[Text passage]:
┏━━

A recent string of ransomware attacks on MongoDB databases left roughly 27,000 servers compromised, with the attackers demanding up to 1 Bitcoin in exchange for the stolen data. The attacks were followed by Norwegian developer Niall Merrigan and ethical hacker Victor Gevers, who posted updates on Twitter.

The number of affected servers started out small, with Merrigan noting there were only 13 victims of one attacker on January 6. However, the number soon skyrocketed into the tens of thousands. As reported by ZDNet’s Liam Tung, the affected databases were wiped and replaced with empty databases with cheeky names such as “PWNED” or “PLEASE_READ.”

In a ransomware attack, data is typically encrypted until the victim pays a ransom in exchange for the data to be decrypted. However, when data is wiped, as was the case with these attacks, it is difficult to determine if paying the ransom will result in the data being returned.

SEE: Ransomware: The smart person’s guide

Unfortunately, it seems as though these victims may not be able to get their data back. As Gevers noted in a tweet, only one of the eight attackers actually saved the data from the original database, but it hasn’t been determined yet which one that is.

Additionally, Merrigan wrote that much evidence shows that the data wasn’t properly exfiltrated, and paying a ransom won’t get it back. He recommends potential victims check their logs and the MongoDB journal to see what happened to their data.

The issue with the affected databases was that they were utilizing default configurations, which allowed for unauthorized access. As a response, MongoDB’s director of product security Andreas Nilsson penned a blog post detailing actions that users can take to diagnose and respond to an attack.

For more information, Merrigan and Gevers are maintaining a spreadsheet detailing the attacks. There are multiple attackers targeting these databases, with the attacker known as kraken claiming nearly 16,000 victims.

MongoDB is known for its work with NoSQL databases. The company has been detailing its revenue growth, and could be on track for an IPO, but it’s not clear if the attacks will impact that growth.

The 3 big takeaways for TechRepublic readers

  1. A recent set of ransomware attacks compromised nearly 27,000 MongoDB servers, leaving many databases wiped.
  2. Norwegian developer Niall Merrigan and ethical hacker Victor Gevers tracked the attacks, and tweeted that the attackers likely never saved the data to begin with.
  3. MongoDB’s director of product security Andreas Nilsson wrote a blog post on how users could respond to an attack and protect their data.

┗━━

[Dataset records]:

┏━━

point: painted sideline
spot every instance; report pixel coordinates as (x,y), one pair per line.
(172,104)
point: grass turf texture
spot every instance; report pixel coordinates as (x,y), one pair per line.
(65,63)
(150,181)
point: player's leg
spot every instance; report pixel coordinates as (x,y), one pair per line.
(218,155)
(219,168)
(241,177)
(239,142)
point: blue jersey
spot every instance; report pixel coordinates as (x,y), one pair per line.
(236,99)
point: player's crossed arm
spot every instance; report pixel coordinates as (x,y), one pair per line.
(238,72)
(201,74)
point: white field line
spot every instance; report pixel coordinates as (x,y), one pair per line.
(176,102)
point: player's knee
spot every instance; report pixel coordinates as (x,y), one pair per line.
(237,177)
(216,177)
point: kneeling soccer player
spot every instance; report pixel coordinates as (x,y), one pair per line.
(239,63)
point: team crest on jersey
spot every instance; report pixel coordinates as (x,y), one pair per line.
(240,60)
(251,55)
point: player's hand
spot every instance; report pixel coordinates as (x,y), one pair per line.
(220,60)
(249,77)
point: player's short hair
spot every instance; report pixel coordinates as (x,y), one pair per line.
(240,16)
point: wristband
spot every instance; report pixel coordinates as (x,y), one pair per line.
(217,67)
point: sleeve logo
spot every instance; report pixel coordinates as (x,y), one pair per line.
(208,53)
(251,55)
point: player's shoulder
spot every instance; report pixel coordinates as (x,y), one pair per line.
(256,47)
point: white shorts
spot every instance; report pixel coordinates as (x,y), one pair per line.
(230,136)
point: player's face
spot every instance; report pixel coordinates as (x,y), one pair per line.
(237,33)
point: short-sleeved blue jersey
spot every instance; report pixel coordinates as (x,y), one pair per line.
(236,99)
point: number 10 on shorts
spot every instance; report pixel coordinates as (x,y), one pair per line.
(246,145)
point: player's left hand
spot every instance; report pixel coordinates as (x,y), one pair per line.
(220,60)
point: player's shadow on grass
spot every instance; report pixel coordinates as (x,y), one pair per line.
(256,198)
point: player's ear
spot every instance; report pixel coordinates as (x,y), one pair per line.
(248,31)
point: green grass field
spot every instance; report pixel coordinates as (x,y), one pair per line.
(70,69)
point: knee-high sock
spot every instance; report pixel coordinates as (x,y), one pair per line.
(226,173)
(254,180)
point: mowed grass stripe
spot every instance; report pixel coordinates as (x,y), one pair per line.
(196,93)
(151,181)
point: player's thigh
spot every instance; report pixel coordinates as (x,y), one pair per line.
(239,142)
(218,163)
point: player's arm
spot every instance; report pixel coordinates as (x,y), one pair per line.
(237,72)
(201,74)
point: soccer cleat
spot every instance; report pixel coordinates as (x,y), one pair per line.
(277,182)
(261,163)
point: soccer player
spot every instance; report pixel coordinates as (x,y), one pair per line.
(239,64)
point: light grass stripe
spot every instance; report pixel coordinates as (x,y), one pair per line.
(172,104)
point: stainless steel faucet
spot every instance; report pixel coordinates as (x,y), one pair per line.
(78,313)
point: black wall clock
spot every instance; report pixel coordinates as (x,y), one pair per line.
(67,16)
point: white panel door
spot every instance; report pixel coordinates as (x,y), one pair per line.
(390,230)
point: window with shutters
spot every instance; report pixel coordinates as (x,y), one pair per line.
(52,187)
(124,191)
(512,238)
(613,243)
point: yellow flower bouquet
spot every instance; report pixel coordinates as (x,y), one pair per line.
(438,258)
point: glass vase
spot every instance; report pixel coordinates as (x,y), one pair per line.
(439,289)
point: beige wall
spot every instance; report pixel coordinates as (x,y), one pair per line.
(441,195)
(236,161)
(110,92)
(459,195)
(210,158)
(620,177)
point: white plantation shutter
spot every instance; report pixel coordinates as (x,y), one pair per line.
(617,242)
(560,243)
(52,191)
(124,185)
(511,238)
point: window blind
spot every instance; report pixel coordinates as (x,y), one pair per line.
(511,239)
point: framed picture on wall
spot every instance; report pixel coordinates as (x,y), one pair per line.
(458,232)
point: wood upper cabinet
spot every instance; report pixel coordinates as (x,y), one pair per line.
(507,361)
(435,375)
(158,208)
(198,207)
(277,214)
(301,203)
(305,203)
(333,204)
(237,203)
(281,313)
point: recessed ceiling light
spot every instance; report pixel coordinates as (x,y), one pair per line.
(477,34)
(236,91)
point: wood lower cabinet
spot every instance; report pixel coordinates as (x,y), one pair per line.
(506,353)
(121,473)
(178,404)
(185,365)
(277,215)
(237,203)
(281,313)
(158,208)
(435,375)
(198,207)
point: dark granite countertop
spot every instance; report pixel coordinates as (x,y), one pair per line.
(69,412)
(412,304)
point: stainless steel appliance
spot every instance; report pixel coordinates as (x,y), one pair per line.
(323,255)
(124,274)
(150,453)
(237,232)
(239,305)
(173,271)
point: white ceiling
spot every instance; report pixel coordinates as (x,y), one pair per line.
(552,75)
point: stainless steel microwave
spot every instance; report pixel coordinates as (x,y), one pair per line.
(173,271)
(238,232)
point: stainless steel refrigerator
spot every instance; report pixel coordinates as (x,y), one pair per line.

┗━━

[What you are asked to do]: In the text on the MongoDB ransomware attacks, which attacker claimed nearly 16,000 victims?

[Solution below]: The attacker known as kraken.